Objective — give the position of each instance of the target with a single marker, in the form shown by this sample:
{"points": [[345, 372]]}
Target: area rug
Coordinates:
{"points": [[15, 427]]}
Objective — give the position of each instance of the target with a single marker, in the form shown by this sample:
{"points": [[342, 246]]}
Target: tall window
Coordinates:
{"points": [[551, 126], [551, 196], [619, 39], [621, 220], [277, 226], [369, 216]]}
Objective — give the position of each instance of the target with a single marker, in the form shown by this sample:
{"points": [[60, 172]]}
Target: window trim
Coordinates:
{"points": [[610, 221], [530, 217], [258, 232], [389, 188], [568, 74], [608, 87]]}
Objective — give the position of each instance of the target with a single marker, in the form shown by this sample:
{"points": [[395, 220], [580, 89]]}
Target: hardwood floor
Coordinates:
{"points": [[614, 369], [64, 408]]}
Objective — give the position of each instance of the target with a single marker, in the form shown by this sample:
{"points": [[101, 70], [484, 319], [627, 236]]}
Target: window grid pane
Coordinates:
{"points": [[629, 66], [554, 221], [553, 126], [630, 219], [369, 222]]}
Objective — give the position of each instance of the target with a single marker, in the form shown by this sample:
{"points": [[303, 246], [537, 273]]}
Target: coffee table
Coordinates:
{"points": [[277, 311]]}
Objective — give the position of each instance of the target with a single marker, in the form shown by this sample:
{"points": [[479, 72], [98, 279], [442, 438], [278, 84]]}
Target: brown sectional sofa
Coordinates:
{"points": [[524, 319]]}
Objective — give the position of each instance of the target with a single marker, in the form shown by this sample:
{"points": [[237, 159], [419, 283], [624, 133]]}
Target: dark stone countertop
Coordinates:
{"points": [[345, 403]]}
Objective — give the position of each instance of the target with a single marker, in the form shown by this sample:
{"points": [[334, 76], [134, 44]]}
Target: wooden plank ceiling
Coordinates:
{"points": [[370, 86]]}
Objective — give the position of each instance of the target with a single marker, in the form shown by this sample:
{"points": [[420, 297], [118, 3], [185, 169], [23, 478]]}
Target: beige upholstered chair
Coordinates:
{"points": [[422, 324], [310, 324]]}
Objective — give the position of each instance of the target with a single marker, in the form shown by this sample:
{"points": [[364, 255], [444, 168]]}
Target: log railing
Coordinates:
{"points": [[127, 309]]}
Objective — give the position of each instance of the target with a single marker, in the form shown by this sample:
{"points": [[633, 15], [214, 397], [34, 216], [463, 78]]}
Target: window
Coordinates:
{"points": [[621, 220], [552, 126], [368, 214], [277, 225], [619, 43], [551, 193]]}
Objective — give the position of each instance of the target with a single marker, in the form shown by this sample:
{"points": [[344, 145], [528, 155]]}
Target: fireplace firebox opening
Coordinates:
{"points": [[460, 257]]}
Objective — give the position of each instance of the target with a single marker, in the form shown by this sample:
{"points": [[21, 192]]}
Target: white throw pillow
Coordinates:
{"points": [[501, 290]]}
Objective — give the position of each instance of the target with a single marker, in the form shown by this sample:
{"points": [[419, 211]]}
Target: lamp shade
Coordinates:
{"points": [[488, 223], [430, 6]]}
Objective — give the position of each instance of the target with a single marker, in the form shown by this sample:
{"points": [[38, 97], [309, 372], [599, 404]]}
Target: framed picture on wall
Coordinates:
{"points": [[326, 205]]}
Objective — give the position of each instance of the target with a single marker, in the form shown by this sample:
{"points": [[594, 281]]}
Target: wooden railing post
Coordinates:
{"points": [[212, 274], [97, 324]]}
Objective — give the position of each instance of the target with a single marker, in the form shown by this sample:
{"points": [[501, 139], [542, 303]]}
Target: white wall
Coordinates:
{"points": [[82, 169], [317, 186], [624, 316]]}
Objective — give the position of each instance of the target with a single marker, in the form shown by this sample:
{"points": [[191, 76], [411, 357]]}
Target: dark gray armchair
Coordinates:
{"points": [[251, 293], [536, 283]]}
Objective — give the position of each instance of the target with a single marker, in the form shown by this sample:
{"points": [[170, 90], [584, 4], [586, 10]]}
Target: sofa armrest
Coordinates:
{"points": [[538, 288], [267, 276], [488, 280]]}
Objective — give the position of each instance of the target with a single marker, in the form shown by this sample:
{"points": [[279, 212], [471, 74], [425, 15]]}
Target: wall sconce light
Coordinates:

**Task objective:** Please restate the whole listing word for word.

**Solution for this exercise:**
Objective — give the position of each instance of the target with a single marker, in the form shown by this sample:
{"points": [[345, 372]]}
Target: area rug
Coordinates:
{"points": [[15, 427]]}
Objective — give the position of each instance of the target with a single marker, in the form shown by this sample:
{"points": [[342, 246]]}
Target: tall window
Coordinates:
{"points": [[551, 126], [551, 196], [619, 39], [621, 220], [277, 226], [369, 216]]}
Objective — give the position of each instance of the target with a single marker, in the form shown by this sample:
{"points": [[60, 172]]}
Target: window trim
Coordinates:
{"points": [[610, 221], [530, 217], [258, 232], [389, 188], [568, 74], [608, 87]]}
Objective — give the position of each instance of the target with a single marker, in the form shown by this sample:
{"points": [[395, 220], [580, 89]]}
Target: hardwood floor
Coordinates:
{"points": [[614, 369], [64, 408]]}
Objective — give the position of each instance of the target with a single marker, in the form shown by this sample:
{"points": [[101, 70], [484, 319], [627, 236]]}
Target: window grid pane
Coordinates:
{"points": [[629, 66], [554, 221], [553, 126], [630, 219], [369, 222]]}
Objective — give the position of each instance of the target with a single marker, in the form shown by this sample:
{"points": [[303, 246], [537, 273]]}
Target: coffee table
Coordinates:
{"points": [[277, 311]]}
Objective — give the position of each instance of the target with a single marker, in the form shown by this sample:
{"points": [[479, 72], [98, 279], [442, 438], [278, 84]]}
Target: brown sectional sofa
Coordinates:
{"points": [[524, 319]]}
Objective — give the position of each instance of the target with a single marker, in the form shown by this sample:
{"points": [[237, 159], [419, 283], [624, 133]]}
Target: dark stone countertop
Coordinates:
{"points": [[345, 403]]}
Objective — give the position of each instance of the target with a single marker, in the form shown by this sample:
{"points": [[334, 76], [134, 44]]}
Target: wooden plank ceiling
Coordinates:
{"points": [[370, 86]]}
Objective — give the position of each instance of the target with a single marker, in the form shown by this sample:
{"points": [[420, 297], [118, 3], [185, 169], [23, 478]]}
Target: beige upholstered chair
Coordinates:
{"points": [[422, 324], [310, 324]]}
Objective — give the position of each instance of the target with a single marker, in the form shown by this sample:
{"points": [[364, 255], [444, 168]]}
Target: log railing
Coordinates:
{"points": [[127, 309]]}
Objective — give the position of each instance of the target with a single marker, in the form shown by this sample:
{"points": [[633, 15], [214, 397], [34, 216], [463, 78]]}
Target: window
Coordinates:
{"points": [[621, 220], [552, 126], [368, 214], [277, 225], [619, 43], [551, 193]]}
Objective — give the position of each instance of the target with a single marker, in the form shown by this sample:
{"points": [[344, 145], [528, 155]]}
Target: fireplace firebox opening
Coordinates:
{"points": [[460, 257]]}
Objective — give the position of each instance of the target with a single marker, in the form shown by this sample:
{"points": [[21, 192]]}
Target: white throw pillow
Coordinates:
{"points": [[501, 290]]}
Objective — give the position of each instance of the target with a single marker, in the form shown by this sample:
{"points": [[419, 211]]}
Target: lamp shade
Coordinates:
{"points": [[488, 223], [430, 6]]}
Objective — give the position of each instance of the target with a single marker, in the form shown by this sample:
{"points": [[38, 97], [309, 372], [599, 404]]}
Target: framed picture on wall
Coordinates:
{"points": [[326, 205]]}
Objective — give the position of each instance of the target with a single marker, in the form shown by this sample:
{"points": [[594, 281]]}
Target: wooden railing post
Coordinates:
{"points": [[212, 274], [97, 324]]}
Objective — give the position of each instance of the target with a single marker, in the form shown by this sample:
{"points": [[501, 139], [542, 303]]}
Target: white wall
Coordinates:
{"points": [[82, 169], [317, 186], [624, 316]]}
Objective — give the position of each instance of the target with a single marker, in the form shown by this sample:
{"points": [[191, 76], [411, 357]]}
Target: dark gray armchair
Coordinates:
{"points": [[251, 293], [536, 283]]}
Objective — give the position of each instance of the target with a single marker, in the form shown by this sample:
{"points": [[170, 90], [584, 4], [586, 10]]}
Target: sofa armrest
Coordinates:
{"points": [[538, 288], [267, 276], [488, 280]]}
Objective — give the position of each instance of the target with a single marker, in the form shown by this sample:
{"points": [[279, 212], [471, 74], [425, 15]]}
Target: wall sconce light
Coordinates:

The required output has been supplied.